◆ Polecenie: Zapisz pozycje jako CSV z dwiema kolumnami, „tresc” i „odpowiedz”, po jednym wierszu na pozycję, z każdym polem w cudzysłowie i podziałami linii zamienionymi na spacje. Zacznij od linii zawierającej „[locate] the dark purple”, skończ na linii zawierającej „x=270, y=451” włącznie i pomiń obrazy.

++++++++

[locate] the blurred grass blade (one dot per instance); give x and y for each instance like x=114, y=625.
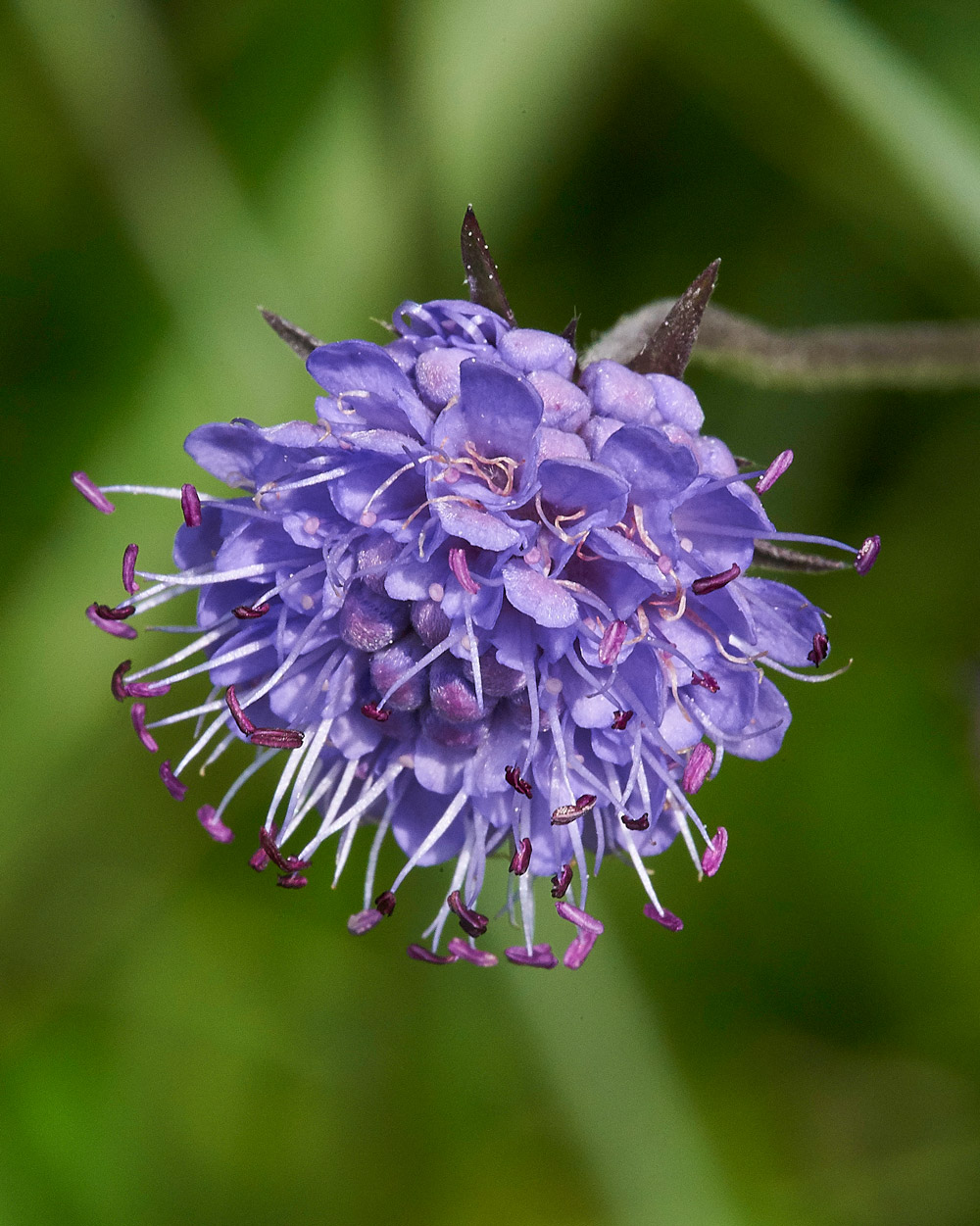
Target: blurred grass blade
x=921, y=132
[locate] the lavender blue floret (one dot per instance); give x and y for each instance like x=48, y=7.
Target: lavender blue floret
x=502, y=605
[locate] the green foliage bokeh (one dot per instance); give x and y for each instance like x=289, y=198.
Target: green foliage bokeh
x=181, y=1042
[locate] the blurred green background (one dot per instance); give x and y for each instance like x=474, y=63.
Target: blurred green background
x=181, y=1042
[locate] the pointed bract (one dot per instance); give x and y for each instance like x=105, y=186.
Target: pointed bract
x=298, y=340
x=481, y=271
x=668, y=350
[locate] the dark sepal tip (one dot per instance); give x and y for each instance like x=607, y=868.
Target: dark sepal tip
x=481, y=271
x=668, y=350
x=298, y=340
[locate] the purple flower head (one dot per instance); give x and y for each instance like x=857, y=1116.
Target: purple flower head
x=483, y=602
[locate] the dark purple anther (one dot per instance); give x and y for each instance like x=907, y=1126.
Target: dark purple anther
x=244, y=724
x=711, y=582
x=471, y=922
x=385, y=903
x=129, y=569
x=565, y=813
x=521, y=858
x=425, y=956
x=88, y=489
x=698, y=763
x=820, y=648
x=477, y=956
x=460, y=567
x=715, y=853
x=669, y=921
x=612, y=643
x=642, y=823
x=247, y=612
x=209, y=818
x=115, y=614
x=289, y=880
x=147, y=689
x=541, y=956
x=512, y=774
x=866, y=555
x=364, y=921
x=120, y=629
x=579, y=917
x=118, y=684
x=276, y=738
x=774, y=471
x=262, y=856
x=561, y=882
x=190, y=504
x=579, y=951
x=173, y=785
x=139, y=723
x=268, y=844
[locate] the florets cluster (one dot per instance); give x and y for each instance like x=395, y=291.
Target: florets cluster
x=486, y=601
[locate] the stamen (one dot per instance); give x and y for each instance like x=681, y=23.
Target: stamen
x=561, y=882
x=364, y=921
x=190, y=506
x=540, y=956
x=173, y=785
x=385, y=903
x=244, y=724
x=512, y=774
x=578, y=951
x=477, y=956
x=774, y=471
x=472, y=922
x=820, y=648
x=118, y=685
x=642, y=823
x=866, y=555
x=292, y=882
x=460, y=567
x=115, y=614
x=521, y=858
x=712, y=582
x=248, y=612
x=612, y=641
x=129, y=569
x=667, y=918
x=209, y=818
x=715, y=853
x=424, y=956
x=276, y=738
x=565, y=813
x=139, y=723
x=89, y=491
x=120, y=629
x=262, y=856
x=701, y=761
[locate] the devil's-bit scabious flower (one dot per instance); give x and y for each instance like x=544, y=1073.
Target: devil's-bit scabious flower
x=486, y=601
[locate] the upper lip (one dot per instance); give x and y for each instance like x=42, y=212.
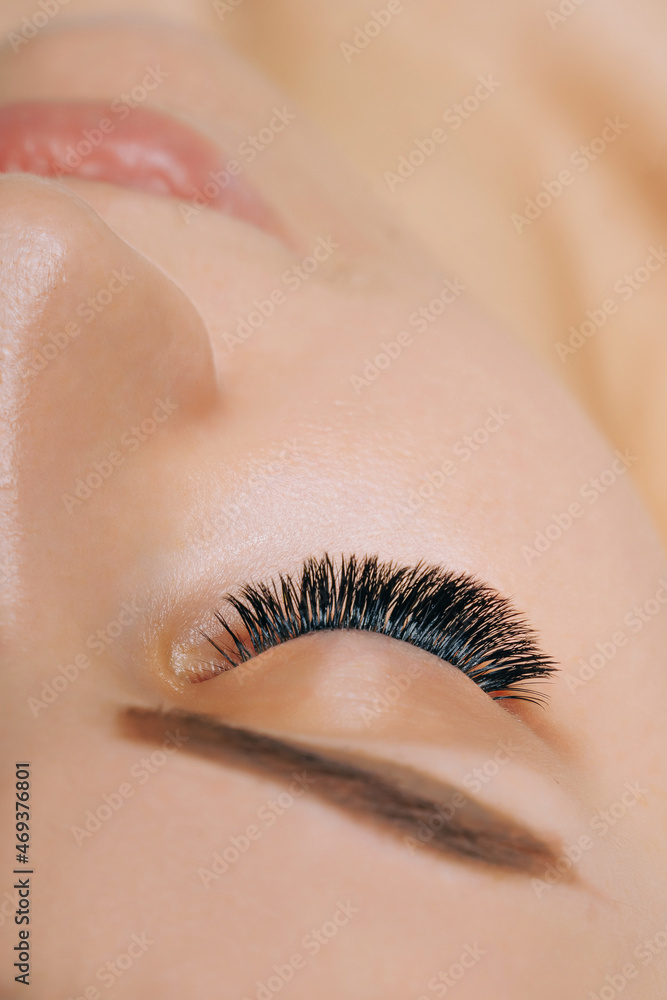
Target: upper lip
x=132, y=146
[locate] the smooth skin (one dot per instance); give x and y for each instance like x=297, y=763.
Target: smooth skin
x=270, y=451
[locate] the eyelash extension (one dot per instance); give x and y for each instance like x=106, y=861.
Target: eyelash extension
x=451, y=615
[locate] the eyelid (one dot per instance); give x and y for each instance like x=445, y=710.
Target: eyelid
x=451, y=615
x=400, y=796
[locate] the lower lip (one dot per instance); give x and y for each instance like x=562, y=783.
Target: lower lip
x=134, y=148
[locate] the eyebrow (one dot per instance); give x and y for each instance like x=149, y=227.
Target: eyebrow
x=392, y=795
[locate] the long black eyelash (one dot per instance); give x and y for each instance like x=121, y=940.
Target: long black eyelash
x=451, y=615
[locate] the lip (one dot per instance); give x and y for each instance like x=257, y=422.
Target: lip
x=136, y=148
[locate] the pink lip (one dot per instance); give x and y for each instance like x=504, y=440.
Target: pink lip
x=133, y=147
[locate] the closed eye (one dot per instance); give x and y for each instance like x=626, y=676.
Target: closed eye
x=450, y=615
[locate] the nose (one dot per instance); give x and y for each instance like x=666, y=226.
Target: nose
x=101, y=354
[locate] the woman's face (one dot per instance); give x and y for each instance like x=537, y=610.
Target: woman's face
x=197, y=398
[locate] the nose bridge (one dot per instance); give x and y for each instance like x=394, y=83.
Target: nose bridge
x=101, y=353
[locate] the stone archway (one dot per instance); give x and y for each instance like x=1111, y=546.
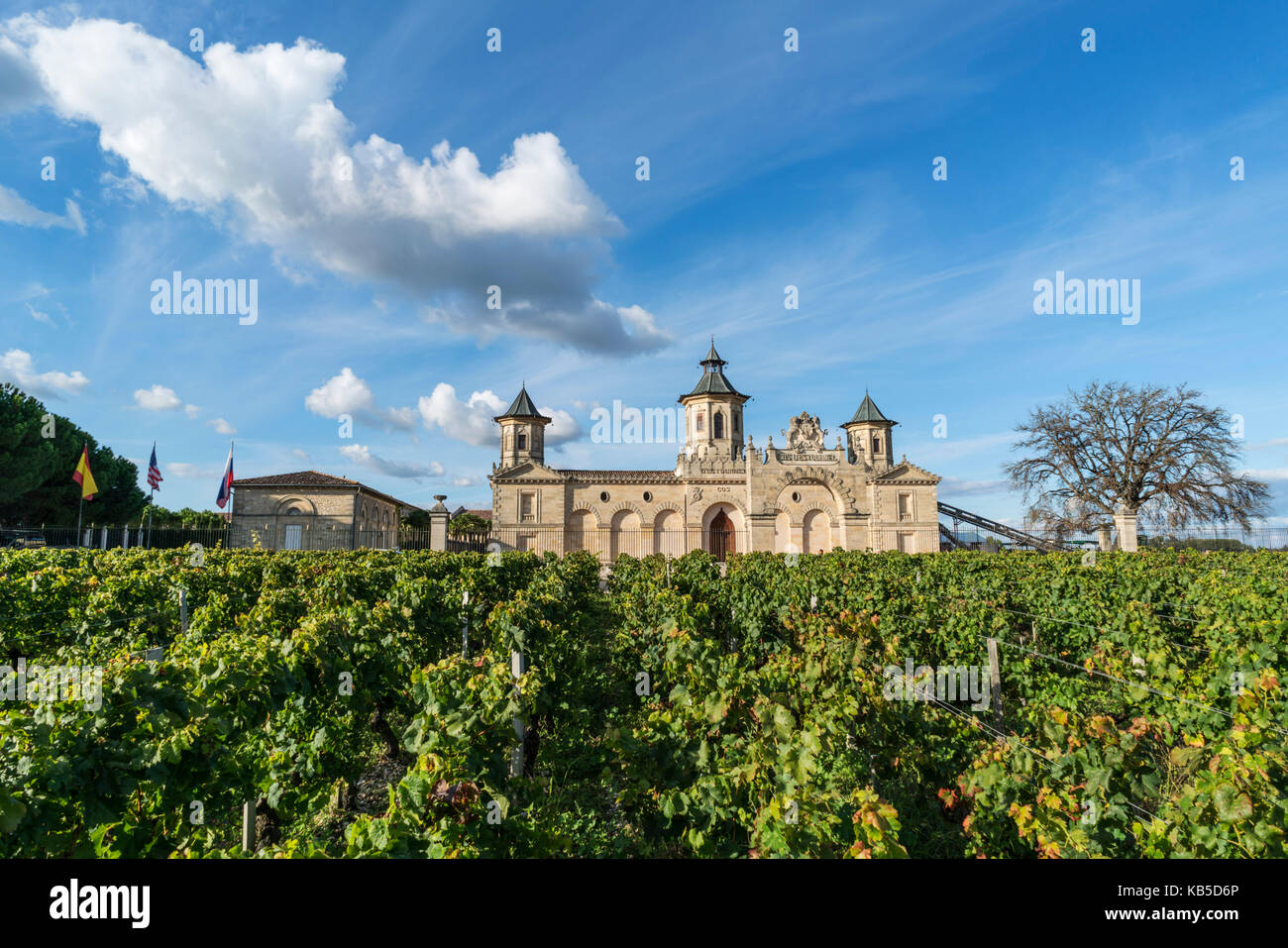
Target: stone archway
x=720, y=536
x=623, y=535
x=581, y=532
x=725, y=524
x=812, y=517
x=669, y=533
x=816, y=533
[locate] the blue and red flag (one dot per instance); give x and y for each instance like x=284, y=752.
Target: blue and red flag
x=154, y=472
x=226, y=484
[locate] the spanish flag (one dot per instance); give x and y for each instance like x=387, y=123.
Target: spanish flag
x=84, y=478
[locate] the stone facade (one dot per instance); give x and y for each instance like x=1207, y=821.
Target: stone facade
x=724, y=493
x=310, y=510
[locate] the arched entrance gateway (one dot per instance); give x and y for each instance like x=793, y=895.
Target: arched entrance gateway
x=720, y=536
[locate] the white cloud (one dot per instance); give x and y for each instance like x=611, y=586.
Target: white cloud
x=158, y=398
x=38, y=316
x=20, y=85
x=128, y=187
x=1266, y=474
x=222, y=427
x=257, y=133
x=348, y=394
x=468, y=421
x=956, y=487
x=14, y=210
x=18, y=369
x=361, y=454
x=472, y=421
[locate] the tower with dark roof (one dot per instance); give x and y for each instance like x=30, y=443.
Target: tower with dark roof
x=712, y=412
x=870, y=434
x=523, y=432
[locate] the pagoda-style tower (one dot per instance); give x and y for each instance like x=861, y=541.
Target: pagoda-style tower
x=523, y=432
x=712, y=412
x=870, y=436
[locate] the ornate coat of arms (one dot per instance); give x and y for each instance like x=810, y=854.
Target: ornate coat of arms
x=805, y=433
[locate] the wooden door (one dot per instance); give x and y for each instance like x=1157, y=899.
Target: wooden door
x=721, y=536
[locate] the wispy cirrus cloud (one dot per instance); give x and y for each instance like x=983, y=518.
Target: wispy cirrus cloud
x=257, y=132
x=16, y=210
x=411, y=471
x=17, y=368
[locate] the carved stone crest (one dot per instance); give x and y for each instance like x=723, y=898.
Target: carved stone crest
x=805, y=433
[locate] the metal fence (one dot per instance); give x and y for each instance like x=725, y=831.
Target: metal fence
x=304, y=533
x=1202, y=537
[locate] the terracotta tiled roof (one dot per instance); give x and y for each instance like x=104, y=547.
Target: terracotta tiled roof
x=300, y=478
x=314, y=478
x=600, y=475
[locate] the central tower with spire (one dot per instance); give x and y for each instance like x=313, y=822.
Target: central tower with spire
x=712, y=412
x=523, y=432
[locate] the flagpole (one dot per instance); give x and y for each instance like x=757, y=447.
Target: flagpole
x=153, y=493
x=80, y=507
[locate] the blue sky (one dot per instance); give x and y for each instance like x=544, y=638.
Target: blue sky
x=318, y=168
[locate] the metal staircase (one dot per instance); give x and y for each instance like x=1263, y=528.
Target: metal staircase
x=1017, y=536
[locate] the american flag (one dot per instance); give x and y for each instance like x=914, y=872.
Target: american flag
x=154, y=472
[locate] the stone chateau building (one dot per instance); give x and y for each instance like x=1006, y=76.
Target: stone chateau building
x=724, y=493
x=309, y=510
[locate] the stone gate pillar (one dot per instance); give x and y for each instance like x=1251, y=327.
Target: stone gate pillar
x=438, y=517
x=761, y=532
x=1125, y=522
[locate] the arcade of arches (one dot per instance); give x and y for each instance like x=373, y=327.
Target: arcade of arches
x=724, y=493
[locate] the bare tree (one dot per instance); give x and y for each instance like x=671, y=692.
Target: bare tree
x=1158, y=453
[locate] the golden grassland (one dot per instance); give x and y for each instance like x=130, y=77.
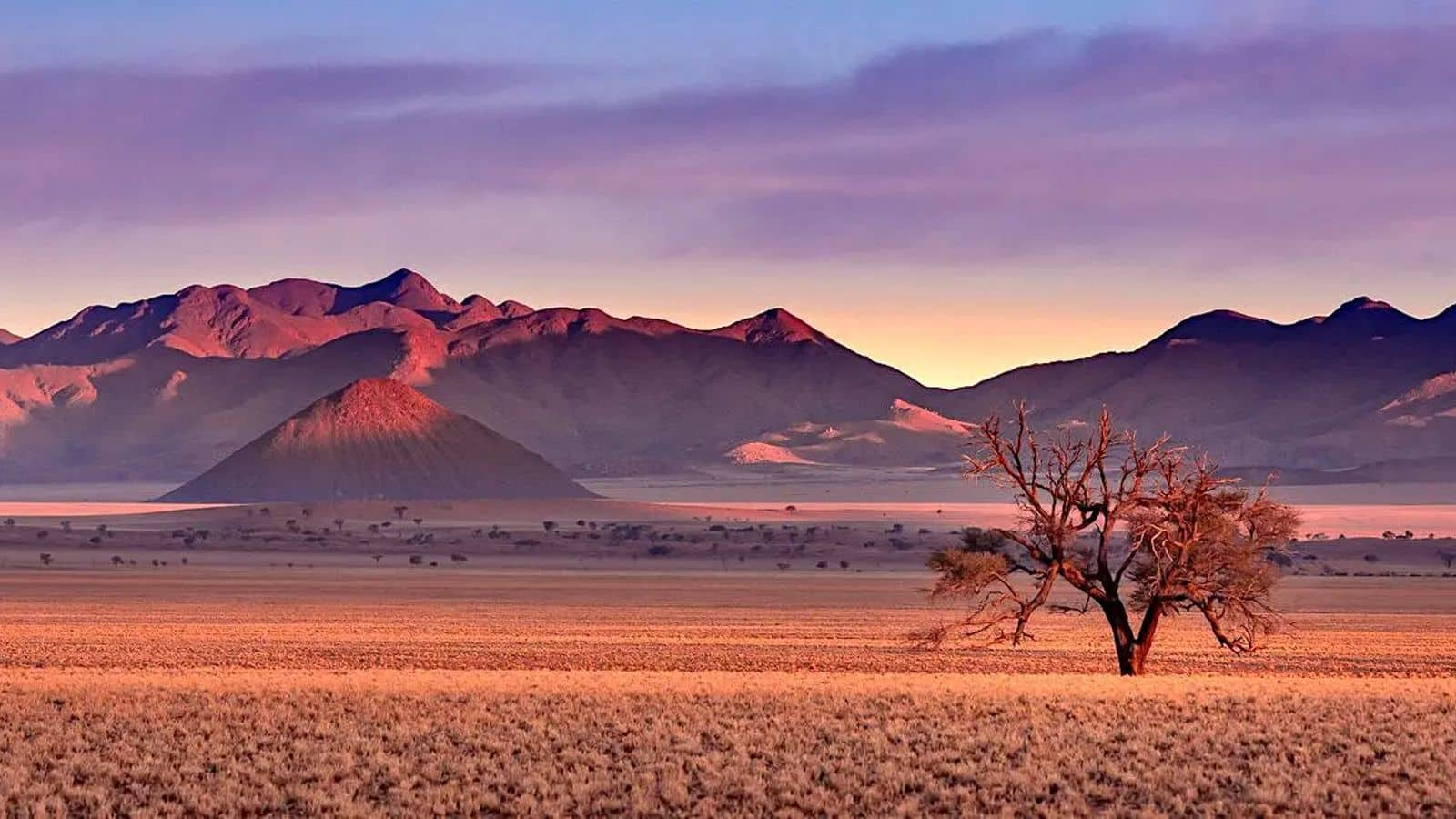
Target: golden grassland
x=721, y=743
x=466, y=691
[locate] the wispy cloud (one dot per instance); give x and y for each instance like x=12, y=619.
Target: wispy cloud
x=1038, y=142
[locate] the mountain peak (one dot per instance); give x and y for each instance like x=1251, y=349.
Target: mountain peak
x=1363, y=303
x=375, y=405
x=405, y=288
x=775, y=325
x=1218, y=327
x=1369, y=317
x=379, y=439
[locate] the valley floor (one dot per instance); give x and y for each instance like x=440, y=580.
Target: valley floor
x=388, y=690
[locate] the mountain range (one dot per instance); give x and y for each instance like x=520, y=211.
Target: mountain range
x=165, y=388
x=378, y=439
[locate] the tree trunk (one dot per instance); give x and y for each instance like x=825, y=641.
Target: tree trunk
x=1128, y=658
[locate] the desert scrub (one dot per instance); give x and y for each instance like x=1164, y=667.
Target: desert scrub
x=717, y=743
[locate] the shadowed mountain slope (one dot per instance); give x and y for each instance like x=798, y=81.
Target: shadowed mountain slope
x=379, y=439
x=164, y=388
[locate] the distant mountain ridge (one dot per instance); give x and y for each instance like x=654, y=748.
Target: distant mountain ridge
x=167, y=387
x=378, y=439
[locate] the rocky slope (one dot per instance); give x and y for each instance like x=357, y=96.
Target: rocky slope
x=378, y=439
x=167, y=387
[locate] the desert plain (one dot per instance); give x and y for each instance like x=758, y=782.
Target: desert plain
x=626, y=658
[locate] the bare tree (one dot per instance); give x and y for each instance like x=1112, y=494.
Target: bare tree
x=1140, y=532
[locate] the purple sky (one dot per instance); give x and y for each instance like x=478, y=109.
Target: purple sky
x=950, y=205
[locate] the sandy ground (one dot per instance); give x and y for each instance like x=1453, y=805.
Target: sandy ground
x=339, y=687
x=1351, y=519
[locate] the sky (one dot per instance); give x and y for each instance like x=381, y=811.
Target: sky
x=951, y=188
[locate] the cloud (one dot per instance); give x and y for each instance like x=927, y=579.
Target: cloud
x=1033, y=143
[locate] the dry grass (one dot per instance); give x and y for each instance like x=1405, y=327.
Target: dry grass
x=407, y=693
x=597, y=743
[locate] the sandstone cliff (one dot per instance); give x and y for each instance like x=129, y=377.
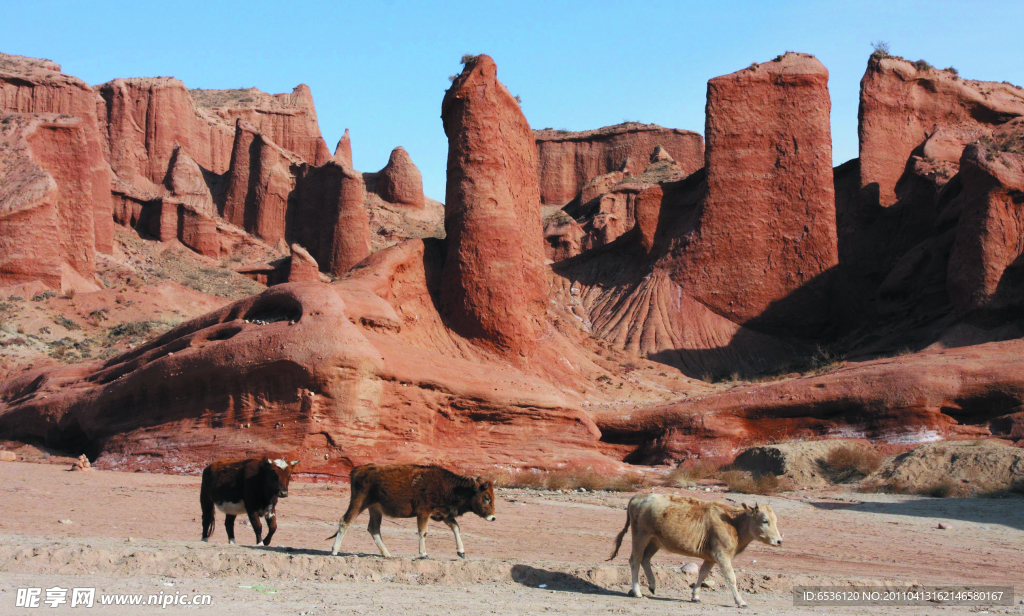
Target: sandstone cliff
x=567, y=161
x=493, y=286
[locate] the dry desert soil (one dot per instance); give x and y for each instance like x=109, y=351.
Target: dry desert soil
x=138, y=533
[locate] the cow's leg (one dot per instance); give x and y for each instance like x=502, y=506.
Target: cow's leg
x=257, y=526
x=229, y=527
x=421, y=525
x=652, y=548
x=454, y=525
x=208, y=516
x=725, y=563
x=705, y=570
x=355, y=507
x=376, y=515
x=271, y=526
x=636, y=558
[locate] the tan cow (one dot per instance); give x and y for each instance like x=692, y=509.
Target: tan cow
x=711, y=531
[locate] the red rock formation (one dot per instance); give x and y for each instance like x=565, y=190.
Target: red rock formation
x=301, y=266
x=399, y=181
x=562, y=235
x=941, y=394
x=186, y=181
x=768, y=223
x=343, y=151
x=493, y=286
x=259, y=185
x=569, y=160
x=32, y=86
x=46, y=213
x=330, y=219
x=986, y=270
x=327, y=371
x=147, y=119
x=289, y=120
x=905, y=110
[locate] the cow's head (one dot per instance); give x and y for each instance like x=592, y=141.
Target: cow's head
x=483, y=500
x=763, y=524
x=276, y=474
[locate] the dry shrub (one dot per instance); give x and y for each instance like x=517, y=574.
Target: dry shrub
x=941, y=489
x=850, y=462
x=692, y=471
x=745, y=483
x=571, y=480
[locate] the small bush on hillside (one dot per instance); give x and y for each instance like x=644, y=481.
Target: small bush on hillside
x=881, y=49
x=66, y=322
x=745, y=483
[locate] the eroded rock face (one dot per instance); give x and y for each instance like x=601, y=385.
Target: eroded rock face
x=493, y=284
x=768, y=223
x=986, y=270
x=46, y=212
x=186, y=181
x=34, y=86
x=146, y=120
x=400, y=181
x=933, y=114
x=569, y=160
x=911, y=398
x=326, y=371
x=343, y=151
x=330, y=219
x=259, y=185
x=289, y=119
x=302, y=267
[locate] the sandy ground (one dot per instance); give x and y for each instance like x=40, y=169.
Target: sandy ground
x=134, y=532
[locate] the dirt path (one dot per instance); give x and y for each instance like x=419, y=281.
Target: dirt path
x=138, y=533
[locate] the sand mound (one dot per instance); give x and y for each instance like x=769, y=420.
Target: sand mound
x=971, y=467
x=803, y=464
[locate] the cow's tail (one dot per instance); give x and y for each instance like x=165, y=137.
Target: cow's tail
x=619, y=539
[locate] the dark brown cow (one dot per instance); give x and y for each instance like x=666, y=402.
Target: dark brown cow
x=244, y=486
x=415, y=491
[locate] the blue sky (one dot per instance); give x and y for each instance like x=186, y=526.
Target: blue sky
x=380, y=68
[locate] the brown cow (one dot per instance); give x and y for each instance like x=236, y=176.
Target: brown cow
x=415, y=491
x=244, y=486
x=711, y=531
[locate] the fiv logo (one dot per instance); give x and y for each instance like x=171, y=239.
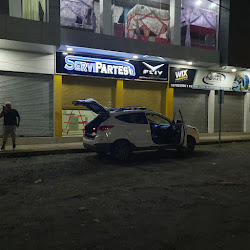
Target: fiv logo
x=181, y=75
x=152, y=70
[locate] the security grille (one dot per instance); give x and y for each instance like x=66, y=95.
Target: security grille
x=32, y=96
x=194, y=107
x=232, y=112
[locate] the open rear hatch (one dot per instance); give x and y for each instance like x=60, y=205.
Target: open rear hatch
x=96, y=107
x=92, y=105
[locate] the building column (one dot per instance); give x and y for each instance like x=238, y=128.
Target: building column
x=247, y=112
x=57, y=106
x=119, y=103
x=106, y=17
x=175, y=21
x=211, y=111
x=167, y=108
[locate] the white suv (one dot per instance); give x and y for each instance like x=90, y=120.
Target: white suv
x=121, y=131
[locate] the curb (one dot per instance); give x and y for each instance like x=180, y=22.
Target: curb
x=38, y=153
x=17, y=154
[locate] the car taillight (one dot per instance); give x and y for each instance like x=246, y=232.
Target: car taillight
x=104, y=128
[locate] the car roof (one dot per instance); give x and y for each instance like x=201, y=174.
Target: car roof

++++++++

◆ Wynik zadania:
tresc,odpowiedz
"[locate] the dark purple anther (one dot per instance); give x and y for each instance like x=907, y=1126. Target: dark purple anther","x=244, y=724 x=711, y=582 x=471, y=922 x=385, y=903 x=129, y=569 x=565, y=813 x=521, y=858 x=425, y=956 x=88, y=489 x=698, y=763 x=820, y=648 x=477, y=956 x=460, y=567 x=715, y=853 x=669, y=921 x=612, y=643 x=642, y=823 x=247, y=612 x=209, y=818 x=115, y=614 x=289, y=880 x=147, y=689 x=541, y=956 x=512, y=774 x=866, y=555 x=364, y=921 x=120, y=629 x=579, y=917 x=118, y=684 x=276, y=738 x=774, y=471 x=262, y=856 x=561, y=882 x=190, y=504 x=579, y=951 x=173, y=785 x=139, y=723 x=268, y=844"
"[locate] the florets cluster (one dot per instance); give x and y for each instance like x=395, y=291. Target: florets cluster","x=486, y=601"
"[locate] the stamen (one dot per instance); give x and y for each instance like x=681, y=23. Target: stamen","x=561, y=882 x=364, y=921 x=190, y=506 x=540, y=956 x=173, y=785 x=385, y=903 x=244, y=724 x=512, y=774 x=578, y=951 x=477, y=956 x=774, y=471 x=472, y=922 x=820, y=648 x=118, y=685 x=642, y=823 x=866, y=555 x=292, y=882 x=460, y=567 x=115, y=614 x=521, y=858 x=712, y=582 x=248, y=612 x=612, y=641 x=129, y=569 x=667, y=918 x=209, y=818 x=715, y=853 x=424, y=956 x=276, y=738 x=565, y=813 x=139, y=723 x=89, y=491 x=120, y=629 x=262, y=856 x=701, y=761"
"[locate] the devil's-bit scabious flower (one dot per instance); give x and y for each instance like x=544, y=1073. Target: devil's-bit scabious flower","x=486, y=601"
"[locate] the upper lip (one dot per instance); give x and y for each instance like x=42, y=212. Target: upper lip","x=132, y=146"
"[locate] the smooth skin (one dot per instance); give x and y for each instance like x=297, y=763. Target: smooth skin","x=270, y=451"